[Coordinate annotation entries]
begin
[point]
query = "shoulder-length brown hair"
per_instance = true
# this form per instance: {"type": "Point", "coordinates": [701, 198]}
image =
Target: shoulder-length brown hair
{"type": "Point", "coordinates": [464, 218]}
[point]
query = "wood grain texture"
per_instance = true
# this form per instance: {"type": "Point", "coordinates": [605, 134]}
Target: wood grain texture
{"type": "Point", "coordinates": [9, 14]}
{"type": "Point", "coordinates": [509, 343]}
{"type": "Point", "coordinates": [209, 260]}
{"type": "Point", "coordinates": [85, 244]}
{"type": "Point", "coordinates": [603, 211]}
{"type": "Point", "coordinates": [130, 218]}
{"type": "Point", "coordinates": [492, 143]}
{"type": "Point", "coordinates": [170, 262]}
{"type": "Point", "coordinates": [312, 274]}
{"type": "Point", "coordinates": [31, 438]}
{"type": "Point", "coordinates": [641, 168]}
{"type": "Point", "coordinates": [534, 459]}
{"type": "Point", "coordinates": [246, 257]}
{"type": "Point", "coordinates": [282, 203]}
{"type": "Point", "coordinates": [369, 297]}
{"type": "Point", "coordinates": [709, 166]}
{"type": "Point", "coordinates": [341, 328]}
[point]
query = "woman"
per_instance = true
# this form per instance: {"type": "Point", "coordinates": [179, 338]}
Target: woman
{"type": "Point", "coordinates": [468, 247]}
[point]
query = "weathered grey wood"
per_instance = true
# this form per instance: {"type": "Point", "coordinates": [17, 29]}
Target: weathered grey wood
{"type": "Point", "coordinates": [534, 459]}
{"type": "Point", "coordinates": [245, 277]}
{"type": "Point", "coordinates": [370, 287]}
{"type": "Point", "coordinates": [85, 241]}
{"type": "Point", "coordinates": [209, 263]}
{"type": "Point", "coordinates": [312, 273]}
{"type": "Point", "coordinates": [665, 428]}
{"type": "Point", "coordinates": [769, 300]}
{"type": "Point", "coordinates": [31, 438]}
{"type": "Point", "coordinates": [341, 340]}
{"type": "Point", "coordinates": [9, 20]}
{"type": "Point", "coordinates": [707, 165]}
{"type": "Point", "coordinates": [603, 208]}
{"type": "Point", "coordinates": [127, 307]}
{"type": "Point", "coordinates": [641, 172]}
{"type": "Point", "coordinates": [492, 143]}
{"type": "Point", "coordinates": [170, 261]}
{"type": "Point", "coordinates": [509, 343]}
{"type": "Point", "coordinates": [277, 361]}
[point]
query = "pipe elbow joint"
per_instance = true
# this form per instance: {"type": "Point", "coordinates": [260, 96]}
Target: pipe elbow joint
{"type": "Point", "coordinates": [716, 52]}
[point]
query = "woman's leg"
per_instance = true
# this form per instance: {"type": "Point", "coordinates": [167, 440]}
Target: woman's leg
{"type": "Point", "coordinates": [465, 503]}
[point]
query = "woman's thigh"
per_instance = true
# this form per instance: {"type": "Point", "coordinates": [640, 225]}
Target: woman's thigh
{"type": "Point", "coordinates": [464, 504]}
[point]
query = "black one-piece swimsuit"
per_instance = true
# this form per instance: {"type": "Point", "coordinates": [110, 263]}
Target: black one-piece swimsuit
end
_Task objective_:
Everything in the listing above should be restated exactly.

_Answer_:
[point]
query = "shoulder-length brown hair"
per_instance = true
# this form per instance: {"type": "Point", "coordinates": [701, 198]}
image =
Target: shoulder-length brown hair
{"type": "Point", "coordinates": [464, 218]}
[point]
query = "wood grain texture"
per_instance = true
# this form per instance: {"type": "Point", "coordinates": [605, 134]}
Target: wood grain texture
{"type": "Point", "coordinates": [9, 14]}
{"type": "Point", "coordinates": [509, 343]}
{"type": "Point", "coordinates": [209, 260]}
{"type": "Point", "coordinates": [85, 244]}
{"type": "Point", "coordinates": [603, 211]}
{"type": "Point", "coordinates": [130, 218]}
{"type": "Point", "coordinates": [492, 143]}
{"type": "Point", "coordinates": [170, 262]}
{"type": "Point", "coordinates": [312, 274]}
{"type": "Point", "coordinates": [31, 438]}
{"type": "Point", "coordinates": [641, 168]}
{"type": "Point", "coordinates": [534, 459]}
{"type": "Point", "coordinates": [246, 257]}
{"type": "Point", "coordinates": [282, 203]}
{"type": "Point", "coordinates": [369, 297]}
{"type": "Point", "coordinates": [709, 166]}
{"type": "Point", "coordinates": [341, 328]}
[point]
query = "woman"
per_instance = true
# this form per instance: {"type": "Point", "coordinates": [179, 338]}
Target: woman
{"type": "Point", "coordinates": [468, 247]}
[point]
query = "weathered grey wood"
per_instance = true
# this form per instance: {"type": "Point", "coordinates": [17, 29]}
Target: weathered grey wood
{"type": "Point", "coordinates": [534, 459]}
{"type": "Point", "coordinates": [245, 277]}
{"type": "Point", "coordinates": [370, 287]}
{"type": "Point", "coordinates": [85, 241]}
{"type": "Point", "coordinates": [209, 263]}
{"type": "Point", "coordinates": [312, 273]}
{"type": "Point", "coordinates": [665, 428]}
{"type": "Point", "coordinates": [769, 300]}
{"type": "Point", "coordinates": [31, 438]}
{"type": "Point", "coordinates": [341, 340]}
{"type": "Point", "coordinates": [9, 20]}
{"type": "Point", "coordinates": [707, 165]}
{"type": "Point", "coordinates": [603, 208]}
{"type": "Point", "coordinates": [127, 307]}
{"type": "Point", "coordinates": [641, 172]}
{"type": "Point", "coordinates": [492, 143]}
{"type": "Point", "coordinates": [170, 261]}
{"type": "Point", "coordinates": [509, 343]}
{"type": "Point", "coordinates": [277, 361]}
[point]
query = "pipe elbow joint"
per_instance = true
# this form per instance: {"type": "Point", "coordinates": [260, 96]}
Target: pipe elbow joint
{"type": "Point", "coordinates": [716, 52]}
[point]
query = "woman's leg"
per_instance = true
# this form per instance: {"type": "Point", "coordinates": [167, 440]}
Target: woman's leg
{"type": "Point", "coordinates": [465, 503]}
[point]
query = "woman's thigh"
per_instance = true
# this form per instance: {"type": "Point", "coordinates": [640, 225]}
Target: woman's thigh
{"type": "Point", "coordinates": [464, 504]}
[point]
query = "black one-piece swimsuit"
per_instance = true
# this form per instance: {"type": "Point", "coordinates": [110, 263]}
Target: black one-piece swimsuit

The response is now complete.